§ Requirement:
Go to the line in the entries below that holds "Exercise. Point out the metal awning" and repeat exactly from there through the line that holds "Exercise. Point out the asphalt", inclusive.

§ Data:

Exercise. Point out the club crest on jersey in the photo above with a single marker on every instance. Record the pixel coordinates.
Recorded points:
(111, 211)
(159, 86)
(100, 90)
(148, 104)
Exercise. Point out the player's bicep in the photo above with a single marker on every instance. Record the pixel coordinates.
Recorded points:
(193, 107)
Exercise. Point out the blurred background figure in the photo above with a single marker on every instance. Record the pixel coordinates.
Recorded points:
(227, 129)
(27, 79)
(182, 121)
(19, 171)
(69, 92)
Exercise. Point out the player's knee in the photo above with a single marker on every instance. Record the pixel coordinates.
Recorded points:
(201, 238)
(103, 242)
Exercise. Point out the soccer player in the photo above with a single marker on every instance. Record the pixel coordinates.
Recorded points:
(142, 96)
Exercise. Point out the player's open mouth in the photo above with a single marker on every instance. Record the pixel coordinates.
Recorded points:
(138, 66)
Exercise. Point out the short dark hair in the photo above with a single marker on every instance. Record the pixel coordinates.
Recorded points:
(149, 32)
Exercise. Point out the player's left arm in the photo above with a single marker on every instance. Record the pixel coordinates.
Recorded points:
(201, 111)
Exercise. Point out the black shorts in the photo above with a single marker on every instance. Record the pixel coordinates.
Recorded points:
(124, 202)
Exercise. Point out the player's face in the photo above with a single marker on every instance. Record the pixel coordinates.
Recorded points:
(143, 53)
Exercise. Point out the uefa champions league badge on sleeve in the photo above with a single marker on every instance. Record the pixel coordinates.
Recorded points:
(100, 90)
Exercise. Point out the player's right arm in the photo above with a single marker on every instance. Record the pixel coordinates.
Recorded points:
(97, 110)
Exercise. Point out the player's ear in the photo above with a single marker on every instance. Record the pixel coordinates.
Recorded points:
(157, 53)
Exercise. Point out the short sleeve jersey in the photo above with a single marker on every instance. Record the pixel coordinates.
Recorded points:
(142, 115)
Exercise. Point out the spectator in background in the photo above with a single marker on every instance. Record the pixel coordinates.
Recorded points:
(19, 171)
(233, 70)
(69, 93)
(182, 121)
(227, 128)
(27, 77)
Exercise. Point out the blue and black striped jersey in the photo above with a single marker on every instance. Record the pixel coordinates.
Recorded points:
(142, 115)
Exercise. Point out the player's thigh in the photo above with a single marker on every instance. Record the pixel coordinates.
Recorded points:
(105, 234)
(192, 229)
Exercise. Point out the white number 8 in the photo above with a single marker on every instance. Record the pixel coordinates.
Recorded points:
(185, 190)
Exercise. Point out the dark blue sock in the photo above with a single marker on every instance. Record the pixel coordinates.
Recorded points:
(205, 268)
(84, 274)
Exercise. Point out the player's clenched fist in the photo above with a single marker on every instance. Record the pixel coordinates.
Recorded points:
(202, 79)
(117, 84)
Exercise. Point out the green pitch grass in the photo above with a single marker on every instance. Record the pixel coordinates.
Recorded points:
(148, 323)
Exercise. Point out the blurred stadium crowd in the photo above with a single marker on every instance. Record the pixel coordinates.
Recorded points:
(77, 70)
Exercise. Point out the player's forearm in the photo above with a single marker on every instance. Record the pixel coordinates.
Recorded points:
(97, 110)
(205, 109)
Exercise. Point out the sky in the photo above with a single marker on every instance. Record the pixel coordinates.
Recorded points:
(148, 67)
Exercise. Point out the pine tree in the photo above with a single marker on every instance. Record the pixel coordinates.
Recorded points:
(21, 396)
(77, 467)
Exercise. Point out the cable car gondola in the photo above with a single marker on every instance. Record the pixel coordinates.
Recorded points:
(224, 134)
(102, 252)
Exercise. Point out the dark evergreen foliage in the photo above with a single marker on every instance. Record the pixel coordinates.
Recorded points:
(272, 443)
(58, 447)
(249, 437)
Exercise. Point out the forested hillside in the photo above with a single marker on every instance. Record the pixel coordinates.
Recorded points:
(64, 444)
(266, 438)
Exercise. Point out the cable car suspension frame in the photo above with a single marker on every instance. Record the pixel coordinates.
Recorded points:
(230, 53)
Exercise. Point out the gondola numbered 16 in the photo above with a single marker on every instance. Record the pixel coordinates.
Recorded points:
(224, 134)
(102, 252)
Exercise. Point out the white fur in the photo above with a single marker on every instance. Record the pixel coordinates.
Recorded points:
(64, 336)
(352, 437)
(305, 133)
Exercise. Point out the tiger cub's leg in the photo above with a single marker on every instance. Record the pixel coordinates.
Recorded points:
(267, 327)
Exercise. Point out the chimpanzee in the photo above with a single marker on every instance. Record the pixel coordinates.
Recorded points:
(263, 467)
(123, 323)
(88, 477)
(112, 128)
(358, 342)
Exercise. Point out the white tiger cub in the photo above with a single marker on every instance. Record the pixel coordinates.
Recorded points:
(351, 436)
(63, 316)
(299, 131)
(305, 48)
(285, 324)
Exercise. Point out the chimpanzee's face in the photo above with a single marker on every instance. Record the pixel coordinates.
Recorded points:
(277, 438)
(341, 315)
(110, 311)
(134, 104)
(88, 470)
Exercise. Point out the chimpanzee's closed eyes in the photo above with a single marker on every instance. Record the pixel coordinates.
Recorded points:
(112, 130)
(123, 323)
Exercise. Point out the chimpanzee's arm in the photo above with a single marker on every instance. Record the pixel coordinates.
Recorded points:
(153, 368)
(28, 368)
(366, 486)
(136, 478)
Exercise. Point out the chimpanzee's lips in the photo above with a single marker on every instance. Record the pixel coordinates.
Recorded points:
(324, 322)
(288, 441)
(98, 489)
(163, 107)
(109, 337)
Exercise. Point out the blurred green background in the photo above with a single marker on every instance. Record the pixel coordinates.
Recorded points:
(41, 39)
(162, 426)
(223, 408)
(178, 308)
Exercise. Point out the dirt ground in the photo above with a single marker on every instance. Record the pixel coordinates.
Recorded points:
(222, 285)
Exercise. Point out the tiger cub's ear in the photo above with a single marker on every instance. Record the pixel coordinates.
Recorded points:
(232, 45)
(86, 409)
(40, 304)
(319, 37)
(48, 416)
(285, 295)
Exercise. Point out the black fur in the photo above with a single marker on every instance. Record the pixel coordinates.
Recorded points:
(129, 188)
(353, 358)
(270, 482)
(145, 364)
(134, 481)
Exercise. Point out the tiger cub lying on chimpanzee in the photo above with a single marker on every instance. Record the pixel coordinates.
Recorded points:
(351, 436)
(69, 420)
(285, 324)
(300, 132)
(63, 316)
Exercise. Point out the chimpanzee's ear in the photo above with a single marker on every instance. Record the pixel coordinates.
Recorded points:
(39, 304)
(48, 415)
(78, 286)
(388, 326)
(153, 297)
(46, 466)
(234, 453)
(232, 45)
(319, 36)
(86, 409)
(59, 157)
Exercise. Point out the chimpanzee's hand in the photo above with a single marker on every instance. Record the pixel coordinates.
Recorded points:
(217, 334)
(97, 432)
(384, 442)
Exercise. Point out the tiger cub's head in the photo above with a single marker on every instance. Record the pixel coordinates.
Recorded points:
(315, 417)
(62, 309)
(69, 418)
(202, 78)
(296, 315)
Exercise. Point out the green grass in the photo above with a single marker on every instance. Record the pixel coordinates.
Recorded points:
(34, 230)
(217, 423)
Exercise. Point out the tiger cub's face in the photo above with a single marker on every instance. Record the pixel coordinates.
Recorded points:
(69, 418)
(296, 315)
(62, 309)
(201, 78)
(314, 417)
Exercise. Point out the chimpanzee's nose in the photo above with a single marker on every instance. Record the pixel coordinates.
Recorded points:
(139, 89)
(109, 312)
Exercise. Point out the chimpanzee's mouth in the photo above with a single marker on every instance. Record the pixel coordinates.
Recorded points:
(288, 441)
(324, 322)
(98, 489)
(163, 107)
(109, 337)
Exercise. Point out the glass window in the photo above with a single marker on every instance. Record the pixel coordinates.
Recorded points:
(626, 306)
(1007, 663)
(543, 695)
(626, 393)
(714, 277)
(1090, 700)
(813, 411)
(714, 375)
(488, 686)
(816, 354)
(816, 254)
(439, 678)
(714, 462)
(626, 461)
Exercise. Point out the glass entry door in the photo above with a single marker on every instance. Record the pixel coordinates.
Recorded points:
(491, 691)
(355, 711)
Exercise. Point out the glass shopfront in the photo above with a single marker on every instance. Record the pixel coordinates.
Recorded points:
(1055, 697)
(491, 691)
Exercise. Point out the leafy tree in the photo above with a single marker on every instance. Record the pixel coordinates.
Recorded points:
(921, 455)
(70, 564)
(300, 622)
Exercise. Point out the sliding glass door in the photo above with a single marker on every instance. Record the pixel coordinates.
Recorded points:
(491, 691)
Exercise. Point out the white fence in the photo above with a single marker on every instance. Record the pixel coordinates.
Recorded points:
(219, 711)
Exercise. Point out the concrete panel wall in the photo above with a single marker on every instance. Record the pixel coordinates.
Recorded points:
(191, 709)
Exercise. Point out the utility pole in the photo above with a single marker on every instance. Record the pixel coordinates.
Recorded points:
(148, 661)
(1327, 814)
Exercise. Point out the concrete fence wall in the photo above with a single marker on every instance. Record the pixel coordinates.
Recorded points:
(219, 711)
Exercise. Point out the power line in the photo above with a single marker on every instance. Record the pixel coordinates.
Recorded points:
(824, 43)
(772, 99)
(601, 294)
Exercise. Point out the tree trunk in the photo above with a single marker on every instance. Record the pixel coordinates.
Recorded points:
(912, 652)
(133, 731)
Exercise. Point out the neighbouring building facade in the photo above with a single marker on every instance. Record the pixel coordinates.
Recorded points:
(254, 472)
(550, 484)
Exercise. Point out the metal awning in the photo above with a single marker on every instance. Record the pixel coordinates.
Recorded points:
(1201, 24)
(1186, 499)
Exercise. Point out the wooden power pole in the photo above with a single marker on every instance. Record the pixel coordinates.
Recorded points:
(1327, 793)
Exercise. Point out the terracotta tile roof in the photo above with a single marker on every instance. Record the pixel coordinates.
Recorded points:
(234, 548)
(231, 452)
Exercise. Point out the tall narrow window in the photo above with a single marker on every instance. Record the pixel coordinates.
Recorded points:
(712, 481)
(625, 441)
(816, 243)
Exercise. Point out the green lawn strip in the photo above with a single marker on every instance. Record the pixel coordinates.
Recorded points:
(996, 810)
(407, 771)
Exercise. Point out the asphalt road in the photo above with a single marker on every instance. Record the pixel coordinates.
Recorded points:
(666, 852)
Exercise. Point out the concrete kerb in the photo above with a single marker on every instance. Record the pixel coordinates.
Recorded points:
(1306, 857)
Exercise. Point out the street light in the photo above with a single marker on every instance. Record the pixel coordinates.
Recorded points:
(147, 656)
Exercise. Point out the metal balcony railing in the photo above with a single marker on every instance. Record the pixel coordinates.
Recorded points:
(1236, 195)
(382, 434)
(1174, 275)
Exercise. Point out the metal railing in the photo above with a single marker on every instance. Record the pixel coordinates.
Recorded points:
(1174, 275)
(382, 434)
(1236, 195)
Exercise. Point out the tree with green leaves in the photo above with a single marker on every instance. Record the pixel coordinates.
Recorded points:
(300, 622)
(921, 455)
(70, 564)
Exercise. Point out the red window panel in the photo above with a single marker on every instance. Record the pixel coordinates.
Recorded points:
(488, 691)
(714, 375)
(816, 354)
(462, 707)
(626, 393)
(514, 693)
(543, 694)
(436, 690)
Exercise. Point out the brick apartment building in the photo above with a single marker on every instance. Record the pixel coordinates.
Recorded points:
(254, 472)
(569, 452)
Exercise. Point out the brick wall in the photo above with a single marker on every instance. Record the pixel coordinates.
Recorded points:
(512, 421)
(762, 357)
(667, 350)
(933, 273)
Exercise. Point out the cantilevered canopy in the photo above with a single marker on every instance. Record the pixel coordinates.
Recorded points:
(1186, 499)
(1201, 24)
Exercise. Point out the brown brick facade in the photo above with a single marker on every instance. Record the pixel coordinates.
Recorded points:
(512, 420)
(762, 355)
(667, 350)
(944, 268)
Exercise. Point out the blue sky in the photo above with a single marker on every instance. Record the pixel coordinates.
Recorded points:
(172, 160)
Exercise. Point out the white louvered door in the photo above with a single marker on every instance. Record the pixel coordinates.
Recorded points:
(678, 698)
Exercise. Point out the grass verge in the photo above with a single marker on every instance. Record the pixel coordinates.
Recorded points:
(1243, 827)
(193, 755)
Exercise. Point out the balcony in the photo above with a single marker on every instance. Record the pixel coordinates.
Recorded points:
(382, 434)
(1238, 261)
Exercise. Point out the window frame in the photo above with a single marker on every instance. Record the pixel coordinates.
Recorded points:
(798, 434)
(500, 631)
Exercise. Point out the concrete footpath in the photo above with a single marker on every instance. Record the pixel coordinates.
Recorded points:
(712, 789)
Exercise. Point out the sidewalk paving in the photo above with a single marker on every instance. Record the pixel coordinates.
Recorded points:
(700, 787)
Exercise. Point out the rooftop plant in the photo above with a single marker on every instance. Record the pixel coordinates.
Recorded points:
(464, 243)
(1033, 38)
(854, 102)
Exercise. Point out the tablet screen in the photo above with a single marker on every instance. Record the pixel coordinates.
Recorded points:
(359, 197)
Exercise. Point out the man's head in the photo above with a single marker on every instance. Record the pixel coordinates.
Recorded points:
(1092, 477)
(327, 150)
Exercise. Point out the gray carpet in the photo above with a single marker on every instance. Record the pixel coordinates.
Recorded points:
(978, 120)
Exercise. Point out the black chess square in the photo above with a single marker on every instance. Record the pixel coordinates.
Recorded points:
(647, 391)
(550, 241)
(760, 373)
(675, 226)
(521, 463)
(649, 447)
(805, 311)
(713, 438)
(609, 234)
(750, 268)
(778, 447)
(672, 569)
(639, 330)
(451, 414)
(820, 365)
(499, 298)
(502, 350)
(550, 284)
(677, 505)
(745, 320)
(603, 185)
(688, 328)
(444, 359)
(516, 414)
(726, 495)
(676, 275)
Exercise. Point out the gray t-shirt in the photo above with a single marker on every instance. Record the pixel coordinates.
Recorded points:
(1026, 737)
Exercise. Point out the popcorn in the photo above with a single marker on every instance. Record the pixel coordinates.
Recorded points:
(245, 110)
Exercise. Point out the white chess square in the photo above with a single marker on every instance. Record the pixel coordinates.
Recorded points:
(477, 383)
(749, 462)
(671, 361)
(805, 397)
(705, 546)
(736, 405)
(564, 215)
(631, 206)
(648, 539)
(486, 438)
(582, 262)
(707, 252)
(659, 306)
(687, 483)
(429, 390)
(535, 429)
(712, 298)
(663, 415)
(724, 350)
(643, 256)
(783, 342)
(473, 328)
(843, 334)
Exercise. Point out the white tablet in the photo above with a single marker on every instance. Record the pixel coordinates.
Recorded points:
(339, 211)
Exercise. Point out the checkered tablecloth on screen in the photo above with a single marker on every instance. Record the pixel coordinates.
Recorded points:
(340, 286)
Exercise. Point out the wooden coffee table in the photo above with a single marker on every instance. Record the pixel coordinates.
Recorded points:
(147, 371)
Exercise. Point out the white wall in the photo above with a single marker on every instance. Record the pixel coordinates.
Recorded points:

§ Answer box:
Exercise. Point out the metal awning in the photo above with a single marker on every instance. Record the pixel coordinates.
Recorded points:
(1201, 24)
(1186, 499)
Exercise. Point out the wooden power pole in the photo above with a single marker on every instance. Record the pixel coordinates.
Recorded points:
(1327, 793)
Exercise. Point out the terracotta tile roof in the photo above with a single marker on every instance. Record the pixel coordinates.
Recorded points:
(234, 548)
(231, 452)
Exercise. Point out the tall narrow window in the photo above with a single marker on every instance. Record the pixel coordinates.
Recorded points:
(712, 481)
(625, 441)
(816, 243)
Exercise. Point out the green lawn strip in the photo above with a single marker on every instance. Record the pixel coordinates.
Recorded points:
(996, 810)
(407, 771)
Exercise. Point out the asphalt road in the photo above with a single marker on every instance. Record the pixel coordinates.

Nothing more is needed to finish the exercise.